What is expected:
Extract the line that contains "Objective — one point per instance of the yellow" and every line after it to the end of the records below, exactly as written and nothing else.

>> BEGIN Material provided

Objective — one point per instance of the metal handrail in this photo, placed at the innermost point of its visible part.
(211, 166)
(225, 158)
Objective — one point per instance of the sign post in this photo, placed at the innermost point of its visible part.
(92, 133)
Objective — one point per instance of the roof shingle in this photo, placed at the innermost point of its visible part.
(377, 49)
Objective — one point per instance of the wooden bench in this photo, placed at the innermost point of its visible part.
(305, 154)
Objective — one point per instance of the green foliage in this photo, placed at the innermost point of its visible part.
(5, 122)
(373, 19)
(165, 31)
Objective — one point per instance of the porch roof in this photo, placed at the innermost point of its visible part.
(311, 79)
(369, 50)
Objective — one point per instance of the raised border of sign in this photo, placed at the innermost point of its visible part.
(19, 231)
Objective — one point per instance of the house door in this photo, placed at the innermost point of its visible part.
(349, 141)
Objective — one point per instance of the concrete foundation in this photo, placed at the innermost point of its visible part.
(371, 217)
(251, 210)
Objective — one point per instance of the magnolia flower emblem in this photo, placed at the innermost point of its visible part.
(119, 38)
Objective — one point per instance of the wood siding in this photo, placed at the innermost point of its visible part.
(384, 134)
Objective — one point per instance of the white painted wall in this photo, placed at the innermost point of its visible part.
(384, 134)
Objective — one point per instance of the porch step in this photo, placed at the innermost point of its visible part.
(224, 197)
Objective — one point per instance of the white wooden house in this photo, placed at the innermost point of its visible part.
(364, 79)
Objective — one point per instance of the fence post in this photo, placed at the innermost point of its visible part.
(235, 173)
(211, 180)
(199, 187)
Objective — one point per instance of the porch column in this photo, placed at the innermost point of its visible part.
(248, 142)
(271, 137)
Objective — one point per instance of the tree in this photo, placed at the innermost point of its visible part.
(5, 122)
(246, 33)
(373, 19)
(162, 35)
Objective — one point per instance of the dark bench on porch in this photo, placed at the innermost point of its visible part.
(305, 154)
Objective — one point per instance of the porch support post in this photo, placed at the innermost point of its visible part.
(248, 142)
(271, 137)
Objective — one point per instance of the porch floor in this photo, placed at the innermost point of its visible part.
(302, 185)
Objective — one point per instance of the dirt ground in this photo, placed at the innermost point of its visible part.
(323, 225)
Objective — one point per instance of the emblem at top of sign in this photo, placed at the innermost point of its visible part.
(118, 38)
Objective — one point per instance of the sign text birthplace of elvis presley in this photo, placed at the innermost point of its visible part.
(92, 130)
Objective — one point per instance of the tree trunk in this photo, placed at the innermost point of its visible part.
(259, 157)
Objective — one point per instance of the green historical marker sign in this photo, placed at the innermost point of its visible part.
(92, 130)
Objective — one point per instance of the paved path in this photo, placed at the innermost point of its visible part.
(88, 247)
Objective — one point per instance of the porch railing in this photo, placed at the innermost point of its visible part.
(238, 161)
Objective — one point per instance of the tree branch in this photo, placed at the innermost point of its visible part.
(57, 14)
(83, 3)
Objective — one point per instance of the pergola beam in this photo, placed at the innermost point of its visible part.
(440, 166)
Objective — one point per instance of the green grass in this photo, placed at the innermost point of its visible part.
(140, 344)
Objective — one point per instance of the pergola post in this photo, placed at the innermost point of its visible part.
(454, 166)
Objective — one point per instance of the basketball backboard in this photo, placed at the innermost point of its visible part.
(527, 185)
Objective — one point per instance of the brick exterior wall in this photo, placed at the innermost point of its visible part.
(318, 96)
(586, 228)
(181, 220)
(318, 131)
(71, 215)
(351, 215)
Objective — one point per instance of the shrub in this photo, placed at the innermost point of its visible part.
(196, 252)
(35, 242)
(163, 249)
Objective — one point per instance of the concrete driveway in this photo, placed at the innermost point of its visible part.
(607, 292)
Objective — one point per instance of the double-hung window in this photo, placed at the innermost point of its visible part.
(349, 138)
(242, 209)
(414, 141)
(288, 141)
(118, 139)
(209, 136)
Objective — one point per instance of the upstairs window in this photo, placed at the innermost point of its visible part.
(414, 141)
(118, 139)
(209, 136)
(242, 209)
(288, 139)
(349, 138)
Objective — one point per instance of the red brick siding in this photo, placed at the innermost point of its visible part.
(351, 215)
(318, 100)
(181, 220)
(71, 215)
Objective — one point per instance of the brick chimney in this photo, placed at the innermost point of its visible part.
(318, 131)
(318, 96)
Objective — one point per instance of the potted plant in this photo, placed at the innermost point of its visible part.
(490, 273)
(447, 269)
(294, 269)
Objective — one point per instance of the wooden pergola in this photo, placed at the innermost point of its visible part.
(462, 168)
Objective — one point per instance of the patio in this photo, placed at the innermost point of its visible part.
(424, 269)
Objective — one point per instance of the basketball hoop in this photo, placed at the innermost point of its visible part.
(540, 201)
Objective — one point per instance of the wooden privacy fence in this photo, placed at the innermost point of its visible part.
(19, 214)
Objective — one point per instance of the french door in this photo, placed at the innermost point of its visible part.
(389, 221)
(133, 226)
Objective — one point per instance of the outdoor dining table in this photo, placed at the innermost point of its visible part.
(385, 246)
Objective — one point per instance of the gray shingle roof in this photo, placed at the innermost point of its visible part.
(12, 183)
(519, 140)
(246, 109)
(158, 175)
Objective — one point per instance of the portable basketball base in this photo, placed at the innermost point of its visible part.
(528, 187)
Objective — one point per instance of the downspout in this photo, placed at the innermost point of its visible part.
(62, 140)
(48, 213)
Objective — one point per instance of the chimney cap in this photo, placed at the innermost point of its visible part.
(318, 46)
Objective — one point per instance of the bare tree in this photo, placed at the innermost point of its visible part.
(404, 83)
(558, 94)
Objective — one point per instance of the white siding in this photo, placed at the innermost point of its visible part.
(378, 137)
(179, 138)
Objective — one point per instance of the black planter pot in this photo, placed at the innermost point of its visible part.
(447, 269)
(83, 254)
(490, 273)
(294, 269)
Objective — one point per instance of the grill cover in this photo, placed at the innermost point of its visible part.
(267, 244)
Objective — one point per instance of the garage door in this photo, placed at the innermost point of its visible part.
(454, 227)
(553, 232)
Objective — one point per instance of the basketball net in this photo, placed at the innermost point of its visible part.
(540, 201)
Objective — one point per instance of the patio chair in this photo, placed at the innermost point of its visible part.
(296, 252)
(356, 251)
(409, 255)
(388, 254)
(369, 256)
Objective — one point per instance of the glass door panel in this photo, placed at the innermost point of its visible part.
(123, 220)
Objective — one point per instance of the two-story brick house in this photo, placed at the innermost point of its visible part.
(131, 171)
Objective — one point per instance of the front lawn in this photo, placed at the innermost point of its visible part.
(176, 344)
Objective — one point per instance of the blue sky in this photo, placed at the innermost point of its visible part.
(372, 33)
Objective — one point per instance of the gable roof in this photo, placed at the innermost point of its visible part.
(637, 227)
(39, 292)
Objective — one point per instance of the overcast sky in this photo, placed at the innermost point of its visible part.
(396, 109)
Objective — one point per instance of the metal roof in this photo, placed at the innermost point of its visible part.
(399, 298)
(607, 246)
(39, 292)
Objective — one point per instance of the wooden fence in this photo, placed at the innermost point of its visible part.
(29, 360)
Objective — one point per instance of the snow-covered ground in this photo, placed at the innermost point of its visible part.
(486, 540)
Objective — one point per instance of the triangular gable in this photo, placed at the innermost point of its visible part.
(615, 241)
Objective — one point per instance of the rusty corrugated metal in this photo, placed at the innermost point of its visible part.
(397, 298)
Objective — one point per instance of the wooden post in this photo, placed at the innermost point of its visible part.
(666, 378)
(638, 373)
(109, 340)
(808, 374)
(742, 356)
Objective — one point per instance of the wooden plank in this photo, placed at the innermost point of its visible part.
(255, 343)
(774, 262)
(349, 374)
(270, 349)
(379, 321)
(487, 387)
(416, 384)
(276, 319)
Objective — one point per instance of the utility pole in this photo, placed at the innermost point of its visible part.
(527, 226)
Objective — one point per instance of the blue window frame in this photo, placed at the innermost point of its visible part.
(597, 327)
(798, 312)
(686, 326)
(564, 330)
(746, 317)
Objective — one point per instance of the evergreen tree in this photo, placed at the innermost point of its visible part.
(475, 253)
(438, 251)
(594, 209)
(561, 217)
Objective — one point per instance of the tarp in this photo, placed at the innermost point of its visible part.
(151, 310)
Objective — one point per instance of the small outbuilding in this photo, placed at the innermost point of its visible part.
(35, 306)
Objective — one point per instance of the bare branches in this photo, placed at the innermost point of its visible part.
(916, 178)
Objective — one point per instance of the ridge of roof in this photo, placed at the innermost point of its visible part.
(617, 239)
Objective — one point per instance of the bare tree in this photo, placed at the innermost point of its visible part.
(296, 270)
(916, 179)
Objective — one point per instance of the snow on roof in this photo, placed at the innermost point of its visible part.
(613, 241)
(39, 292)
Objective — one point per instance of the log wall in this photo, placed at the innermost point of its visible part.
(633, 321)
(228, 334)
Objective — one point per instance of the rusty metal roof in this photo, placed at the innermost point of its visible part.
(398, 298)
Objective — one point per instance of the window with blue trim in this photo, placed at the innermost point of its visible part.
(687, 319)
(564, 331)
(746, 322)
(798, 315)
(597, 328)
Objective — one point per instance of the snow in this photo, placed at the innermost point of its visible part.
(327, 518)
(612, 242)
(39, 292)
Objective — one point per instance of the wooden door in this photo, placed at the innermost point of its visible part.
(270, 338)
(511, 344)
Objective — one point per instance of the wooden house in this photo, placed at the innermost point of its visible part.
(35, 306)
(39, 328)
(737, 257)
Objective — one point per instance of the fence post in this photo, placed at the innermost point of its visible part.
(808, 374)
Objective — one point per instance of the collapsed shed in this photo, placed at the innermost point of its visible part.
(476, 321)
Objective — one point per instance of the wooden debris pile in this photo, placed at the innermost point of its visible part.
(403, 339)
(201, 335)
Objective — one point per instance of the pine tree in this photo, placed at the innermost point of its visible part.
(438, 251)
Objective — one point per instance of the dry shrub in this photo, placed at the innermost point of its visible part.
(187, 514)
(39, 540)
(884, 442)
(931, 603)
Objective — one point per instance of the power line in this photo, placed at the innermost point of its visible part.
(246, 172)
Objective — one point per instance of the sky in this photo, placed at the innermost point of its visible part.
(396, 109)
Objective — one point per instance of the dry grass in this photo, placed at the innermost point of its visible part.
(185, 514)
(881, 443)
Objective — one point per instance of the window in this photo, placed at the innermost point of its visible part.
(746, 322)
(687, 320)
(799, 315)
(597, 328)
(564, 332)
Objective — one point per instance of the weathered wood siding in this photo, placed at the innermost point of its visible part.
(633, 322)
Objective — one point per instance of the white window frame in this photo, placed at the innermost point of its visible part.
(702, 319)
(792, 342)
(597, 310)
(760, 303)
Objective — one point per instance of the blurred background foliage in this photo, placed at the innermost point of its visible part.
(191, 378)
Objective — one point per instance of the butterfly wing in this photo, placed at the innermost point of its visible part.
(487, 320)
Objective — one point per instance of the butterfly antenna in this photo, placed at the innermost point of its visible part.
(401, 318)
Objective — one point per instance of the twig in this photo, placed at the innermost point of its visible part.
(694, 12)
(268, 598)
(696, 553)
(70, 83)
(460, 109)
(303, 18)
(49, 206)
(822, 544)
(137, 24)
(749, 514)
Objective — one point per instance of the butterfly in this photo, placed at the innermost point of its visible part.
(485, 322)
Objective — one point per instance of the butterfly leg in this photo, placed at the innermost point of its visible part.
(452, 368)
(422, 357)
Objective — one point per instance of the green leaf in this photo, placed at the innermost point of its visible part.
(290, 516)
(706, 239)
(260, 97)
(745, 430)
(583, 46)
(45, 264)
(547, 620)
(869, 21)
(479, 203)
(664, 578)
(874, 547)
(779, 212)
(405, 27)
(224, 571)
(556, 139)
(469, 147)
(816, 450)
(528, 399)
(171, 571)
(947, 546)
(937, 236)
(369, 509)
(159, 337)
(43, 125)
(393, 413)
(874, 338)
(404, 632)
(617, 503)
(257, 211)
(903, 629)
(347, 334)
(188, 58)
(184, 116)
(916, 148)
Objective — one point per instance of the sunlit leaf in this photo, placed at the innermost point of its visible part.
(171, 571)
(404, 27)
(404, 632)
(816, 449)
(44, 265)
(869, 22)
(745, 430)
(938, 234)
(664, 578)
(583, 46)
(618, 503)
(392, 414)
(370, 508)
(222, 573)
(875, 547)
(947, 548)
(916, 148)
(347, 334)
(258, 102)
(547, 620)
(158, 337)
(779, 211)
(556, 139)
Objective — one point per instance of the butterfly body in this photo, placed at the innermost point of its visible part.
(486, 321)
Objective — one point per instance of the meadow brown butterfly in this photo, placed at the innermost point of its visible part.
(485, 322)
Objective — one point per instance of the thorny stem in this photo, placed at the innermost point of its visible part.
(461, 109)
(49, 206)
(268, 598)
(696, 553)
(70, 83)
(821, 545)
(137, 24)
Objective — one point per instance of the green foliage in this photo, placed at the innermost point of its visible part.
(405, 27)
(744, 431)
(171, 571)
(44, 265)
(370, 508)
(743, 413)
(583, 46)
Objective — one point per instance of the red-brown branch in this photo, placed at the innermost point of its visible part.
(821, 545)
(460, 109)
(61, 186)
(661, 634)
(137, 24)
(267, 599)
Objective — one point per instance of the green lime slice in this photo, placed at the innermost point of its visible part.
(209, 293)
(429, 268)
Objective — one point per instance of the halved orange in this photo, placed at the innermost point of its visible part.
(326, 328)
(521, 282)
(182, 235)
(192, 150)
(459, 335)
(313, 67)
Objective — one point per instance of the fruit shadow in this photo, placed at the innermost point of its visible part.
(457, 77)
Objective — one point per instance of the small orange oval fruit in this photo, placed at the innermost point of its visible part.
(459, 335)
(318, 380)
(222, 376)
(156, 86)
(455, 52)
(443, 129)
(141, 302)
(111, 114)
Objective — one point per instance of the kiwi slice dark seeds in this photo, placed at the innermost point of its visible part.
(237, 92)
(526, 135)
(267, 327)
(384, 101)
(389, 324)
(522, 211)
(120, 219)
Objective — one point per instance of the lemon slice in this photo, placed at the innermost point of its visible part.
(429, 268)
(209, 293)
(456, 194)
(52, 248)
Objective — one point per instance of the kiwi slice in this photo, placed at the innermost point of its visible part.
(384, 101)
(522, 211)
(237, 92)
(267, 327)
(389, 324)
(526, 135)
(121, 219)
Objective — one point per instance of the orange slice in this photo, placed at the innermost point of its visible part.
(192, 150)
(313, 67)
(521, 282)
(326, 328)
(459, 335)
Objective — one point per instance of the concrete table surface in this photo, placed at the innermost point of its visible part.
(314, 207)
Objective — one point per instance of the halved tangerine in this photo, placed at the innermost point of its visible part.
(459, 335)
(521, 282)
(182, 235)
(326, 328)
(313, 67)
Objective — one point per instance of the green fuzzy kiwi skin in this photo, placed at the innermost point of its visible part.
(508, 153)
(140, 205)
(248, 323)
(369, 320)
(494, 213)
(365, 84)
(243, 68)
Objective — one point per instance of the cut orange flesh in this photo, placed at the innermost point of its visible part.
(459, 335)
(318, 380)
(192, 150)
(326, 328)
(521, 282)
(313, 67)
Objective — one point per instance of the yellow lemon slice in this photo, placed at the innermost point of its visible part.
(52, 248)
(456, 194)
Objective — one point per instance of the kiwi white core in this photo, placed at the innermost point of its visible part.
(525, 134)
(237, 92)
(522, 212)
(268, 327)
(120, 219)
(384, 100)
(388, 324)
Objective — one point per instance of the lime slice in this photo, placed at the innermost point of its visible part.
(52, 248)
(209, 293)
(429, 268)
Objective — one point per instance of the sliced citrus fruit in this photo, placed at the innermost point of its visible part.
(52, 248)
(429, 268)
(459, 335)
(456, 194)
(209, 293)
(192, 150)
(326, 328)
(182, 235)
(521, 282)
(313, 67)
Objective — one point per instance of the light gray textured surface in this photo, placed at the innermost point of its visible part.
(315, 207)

>> END Material provided

Complete answer:
Objective — one point per instance of the yellow lemon slice in this photo, placed at the innermost point of its visible part.
(52, 248)
(456, 194)
Objective — one point per instance of the kiwi white core in this photo, placed at the innermost point of its visible part.
(525, 134)
(237, 92)
(522, 212)
(268, 327)
(120, 219)
(384, 100)
(388, 324)
Objective — one point per instance of the lime slice in this photo, placed at the innermost point of its visible part.
(52, 248)
(209, 293)
(429, 268)
Objective — one point per instance of the sliced citrus fruit in this photo, placed at the innermost point of its visible part.
(52, 248)
(429, 268)
(459, 335)
(456, 194)
(209, 293)
(192, 150)
(326, 328)
(182, 235)
(521, 282)
(313, 67)
Objective — one point per instance of the light gray textured surface in this photo, placed at the innermost point of its visible part.
(315, 207)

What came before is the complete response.